[Supplied records Boundary: Start]
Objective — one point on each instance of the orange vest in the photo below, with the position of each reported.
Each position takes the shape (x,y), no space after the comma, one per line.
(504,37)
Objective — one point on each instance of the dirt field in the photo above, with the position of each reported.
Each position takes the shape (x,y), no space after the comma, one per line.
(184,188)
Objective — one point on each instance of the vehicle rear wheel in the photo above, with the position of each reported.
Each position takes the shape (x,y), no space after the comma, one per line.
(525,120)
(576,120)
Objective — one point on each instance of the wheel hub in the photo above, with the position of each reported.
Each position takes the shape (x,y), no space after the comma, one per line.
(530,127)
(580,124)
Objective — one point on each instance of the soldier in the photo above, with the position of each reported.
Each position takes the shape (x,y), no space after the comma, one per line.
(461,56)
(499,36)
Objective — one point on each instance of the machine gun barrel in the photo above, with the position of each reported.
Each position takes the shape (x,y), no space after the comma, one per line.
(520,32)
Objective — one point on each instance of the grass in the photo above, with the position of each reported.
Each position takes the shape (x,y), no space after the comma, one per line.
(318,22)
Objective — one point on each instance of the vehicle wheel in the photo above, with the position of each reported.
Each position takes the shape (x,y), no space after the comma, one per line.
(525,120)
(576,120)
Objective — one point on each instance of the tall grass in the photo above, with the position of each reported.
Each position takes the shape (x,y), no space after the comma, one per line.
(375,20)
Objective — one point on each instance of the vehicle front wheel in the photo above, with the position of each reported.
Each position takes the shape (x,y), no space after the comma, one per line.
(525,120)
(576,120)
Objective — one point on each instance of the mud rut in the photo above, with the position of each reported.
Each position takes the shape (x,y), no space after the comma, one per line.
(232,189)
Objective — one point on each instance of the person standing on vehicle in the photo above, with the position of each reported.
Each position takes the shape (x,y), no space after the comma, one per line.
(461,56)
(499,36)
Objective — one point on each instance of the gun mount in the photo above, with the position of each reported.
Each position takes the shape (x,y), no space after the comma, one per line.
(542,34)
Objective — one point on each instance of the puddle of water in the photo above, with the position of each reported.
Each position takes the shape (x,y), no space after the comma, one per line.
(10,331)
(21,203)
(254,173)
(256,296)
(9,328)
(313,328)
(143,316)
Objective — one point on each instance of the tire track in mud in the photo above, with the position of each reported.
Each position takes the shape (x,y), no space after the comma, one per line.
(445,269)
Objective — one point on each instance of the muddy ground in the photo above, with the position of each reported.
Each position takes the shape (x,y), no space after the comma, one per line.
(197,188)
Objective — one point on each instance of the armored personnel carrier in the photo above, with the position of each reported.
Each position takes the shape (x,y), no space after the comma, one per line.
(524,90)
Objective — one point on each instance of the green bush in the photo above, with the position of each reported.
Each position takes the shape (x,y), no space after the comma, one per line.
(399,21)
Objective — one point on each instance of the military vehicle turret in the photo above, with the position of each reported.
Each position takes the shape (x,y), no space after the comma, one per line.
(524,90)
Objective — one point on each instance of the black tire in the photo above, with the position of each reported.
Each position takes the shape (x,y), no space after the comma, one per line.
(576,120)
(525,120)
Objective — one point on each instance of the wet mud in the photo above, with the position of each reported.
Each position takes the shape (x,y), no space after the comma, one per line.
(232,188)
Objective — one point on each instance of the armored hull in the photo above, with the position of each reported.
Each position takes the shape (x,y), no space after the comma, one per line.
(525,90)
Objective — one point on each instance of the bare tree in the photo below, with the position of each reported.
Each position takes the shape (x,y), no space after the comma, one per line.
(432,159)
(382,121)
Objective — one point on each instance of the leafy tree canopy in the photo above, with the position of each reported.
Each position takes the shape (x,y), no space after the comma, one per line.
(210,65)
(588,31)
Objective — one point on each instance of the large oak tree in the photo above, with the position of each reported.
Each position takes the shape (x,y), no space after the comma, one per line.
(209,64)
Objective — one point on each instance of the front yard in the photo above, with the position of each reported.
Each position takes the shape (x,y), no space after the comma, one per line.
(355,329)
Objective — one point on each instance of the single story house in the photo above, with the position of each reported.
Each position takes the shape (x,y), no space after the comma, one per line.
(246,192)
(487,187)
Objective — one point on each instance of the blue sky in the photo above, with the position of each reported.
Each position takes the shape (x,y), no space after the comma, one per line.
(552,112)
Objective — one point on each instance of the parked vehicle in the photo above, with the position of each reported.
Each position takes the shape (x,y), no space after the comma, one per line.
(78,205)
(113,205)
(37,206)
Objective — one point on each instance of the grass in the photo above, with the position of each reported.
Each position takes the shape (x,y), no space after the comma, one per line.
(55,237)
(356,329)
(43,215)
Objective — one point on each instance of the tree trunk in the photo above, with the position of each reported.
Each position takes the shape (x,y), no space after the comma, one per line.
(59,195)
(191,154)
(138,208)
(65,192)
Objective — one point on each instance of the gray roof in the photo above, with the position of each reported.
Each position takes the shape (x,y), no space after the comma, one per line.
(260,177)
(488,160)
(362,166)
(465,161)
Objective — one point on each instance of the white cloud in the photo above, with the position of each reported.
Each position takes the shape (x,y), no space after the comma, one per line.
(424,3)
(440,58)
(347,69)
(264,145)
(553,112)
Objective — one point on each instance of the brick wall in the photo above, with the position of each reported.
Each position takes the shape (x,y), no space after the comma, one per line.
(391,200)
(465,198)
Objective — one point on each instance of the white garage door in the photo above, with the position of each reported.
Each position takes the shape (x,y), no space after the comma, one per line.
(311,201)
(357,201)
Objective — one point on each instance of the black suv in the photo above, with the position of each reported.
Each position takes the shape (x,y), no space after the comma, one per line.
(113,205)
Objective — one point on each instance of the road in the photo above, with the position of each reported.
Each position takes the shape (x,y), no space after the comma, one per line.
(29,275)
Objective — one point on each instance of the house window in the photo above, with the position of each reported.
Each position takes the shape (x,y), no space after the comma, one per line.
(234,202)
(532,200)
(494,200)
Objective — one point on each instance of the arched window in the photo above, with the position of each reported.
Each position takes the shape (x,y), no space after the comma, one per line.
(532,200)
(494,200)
[Supplied records Boundary: End]
# [Your objective]
Everything in the listing above should be restated exactly.

# [Task answer]
Objective — one point on each instance of the orange vest in the photo below, with the position of each reported.
Each position takes the shape (x,y), no space after the comma, one per line.
(504,37)
Objective — one point on each instance of the dirt field in the photo above, with the position of each reported.
Each position takes the shape (x,y), no space after the comma, one per line.
(184,188)
Objective — one point on each instance of the vehicle rear wheel in the photo above, with the position of each reported.
Each position takes the shape (x,y), no space after the comma, one per line.
(525,120)
(576,120)
Objective — one point on each instance of the wheel hub in the photo above, with the position of each reported.
Each position takes the shape (x,y), no space after the comma, one per line.
(530,127)
(580,124)
Objective — one point on each instance of the soldier in the photo above, with the position of each reported.
Each position takes the shape (x,y), no space after the comma, one per line.
(461,56)
(499,36)
Objective — one point on each instance of the machine gun barrel in the photo above, with the position of each reported.
Each position takes the shape (x,y), no space after the comma, one per line.
(520,32)
Objective — one point on each instance of the grass in the photo above, with the position of each reported.
Each position takes the shape (x,y), no space after the comma, one per line.
(318,22)
Objective — one point on each instance of the vehicle wheel in the photo above, with the position of each reported.
Each position takes the shape (x,y), no space after the comma, one per line.
(525,120)
(576,120)
Objective — one point on each instance of the tall grass in the photo above, with the position of each reported.
Each position takes the shape (x,y), no space after the comma, one per line.
(375,20)
Objective — one point on each instance of the vehicle front wheel in the photo above, with the position of each reported.
Each position takes the shape (x,y), no space after the comma, one per line.
(525,120)
(576,120)
Objective — one point on each instance of the mud rut in the photo above, with the position of each reported.
Each position takes the shape (x,y), no space after the comma, one per line.
(232,189)
Objective — one point on each instance of the person standing on vehicle in the photo above, with the position of each reported.
Each position takes the shape (x,y), no space after the comma, one per line.
(461,56)
(499,36)
Objective — one point on each instance of the gun mount in the photo above, with the position of each reported.
Each position takes the shape (x,y), no space after the comma, one per line.
(542,34)
Objective — one point on each instance of the puddle of water in the photo above, with the position of each reported.
Each position takes the shape (x,y), no space after the comma, one per line.
(10,331)
(21,203)
(254,173)
(256,296)
(9,328)
(313,328)
(143,316)
Objective — one point on each instance of the tire track in mud in the photo above, with the position of each reported.
Each position takes the shape (x,y), no space after the comma, one per line.
(445,269)
Objective — one point on each instance of the muddy ground in the photo above, with the position of each reported.
Each position takes the shape (x,y), no space after the comma, one per line.
(197,188)
Objective — one point on each instance of the armored personnel carrier in the photo above, with the position of each reported.
Each position takes the shape (x,y), no space after the comma, one per line.
(524,90)
Objective — one point on each instance of the green bush in the photo above, with the position of each reported.
Each position takes the shape (x,y), no space after the comma, one per line.
(399,21)
Objective — one point on each instance of the military vehicle turret in the photo above, with the position of each reported.
Each position takes the shape (x,y), no space after the comma, one per line.
(524,90)
Objective — one point on each instance of the black tire in the photo above, with the position of each reported.
Each position takes the shape (x,y), no space after the comma, one per line.
(576,120)
(525,120)
Objective — one point on each instance of the wet mud in the photo above, with the position of each reported.
Each position takes the shape (x,y), no space after the comma, one per line.
(232,188)
Objective — one point on each instance of the armored hull in the photo above, with the position of each reported.
Each position takes the shape (x,y), no space after the comma, one per line.
(525,90)
Objective — one point on each instance of the bare tree in the photo below, with the position of each reported.
Each position takes the shape (x,y), no space after the comma, one per line.
(432,159)
(382,121)
Objective — one point on each instance of the leafy tree canopy in the photo above, with the position of each reported.
Each position takes the shape (x,y), no space after the comma, one per line.
(210,65)
(588,31)
Objective — one point on each instance of the large oak tree in the photo above, with the position of each reported.
Each position takes the shape (x,y), no space after the comma, one per line.
(209,64)
Objective — one point on each instance of the front yard in the photo above, with the position of each reported.
Each position takes the shape (x,y), no space after the comma, one per line.
(355,329)
Objective — one point on each instance of the single story house in the photo above, with the position of each reported.
Each position takes the shape (x,y), no space after the comma, one per line.
(246,192)
(487,187)
Objective — one point on each instance of the blue sky in the photo above, with the position of each reported.
Each position takes the shape (x,y), no space after the comma, one per line.
(552,112)
Objective — one point on each instance of the parked vehicle in the photo above, with the position of each reported.
Each position takes the shape (x,y), no space after the comma, one per line.
(78,205)
(113,205)
(37,206)
Objective — one point on each instance of the grass in the photo above, with the position of each reported.
Each position takes the shape (x,y), no space after the comma, one per line.
(55,237)
(356,329)
(43,215)
Objective — one point on each instance of the tree trunk in the photo above, with the position of each reported.
Each position takes the shape (x,y), no space after the comma, one per line.
(59,195)
(191,154)
(138,208)
(65,192)
Objective — one point on each instance of the gray roof in the photo above, with the position of each reported.
Each position takes the shape (x,y), no space after the comma, one per line.
(260,177)
(488,160)
(362,166)
(465,161)
Objective — one point on each instance of the white cloud in the photo above, with the position of each reported.
Each position takes the shape (x,y), no space after the comma, one per line.
(424,3)
(440,58)
(347,69)
(264,145)
(553,112)
Objective — one point on each instance of the brick wall in the photo above, with the position of each reported.
Each position takes the shape (x,y), no space after the comma, one per line.
(391,200)
(465,198)
Objective — one point on each instance of the white garage door in the photo above, with the position of each reported.
Each position takes the shape (x,y), no space after the comma, one per line.
(311,201)
(357,201)
Objective — one point on each instance of the black suv in the photo above, with the position of each reported.
Each position takes the shape (x,y), no space after the comma, one per line.
(113,205)
Objective — one point on each instance of the road in the photo above, with the position of each reported.
Each position takes the shape (x,y), no space after the comma, one per line.
(29,275)
Objective — one point on each instance of the house window in the photo above, with the position of each reported.
Each position takes the shape (x,y), no space after the comma, one per line.
(234,202)
(532,200)
(494,200)
Objective — one point on each instance of the arched window in the photo above, with the position of each reported.
Each position takes the shape (x,y), no space after the comma, one per line.
(532,200)
(494,200)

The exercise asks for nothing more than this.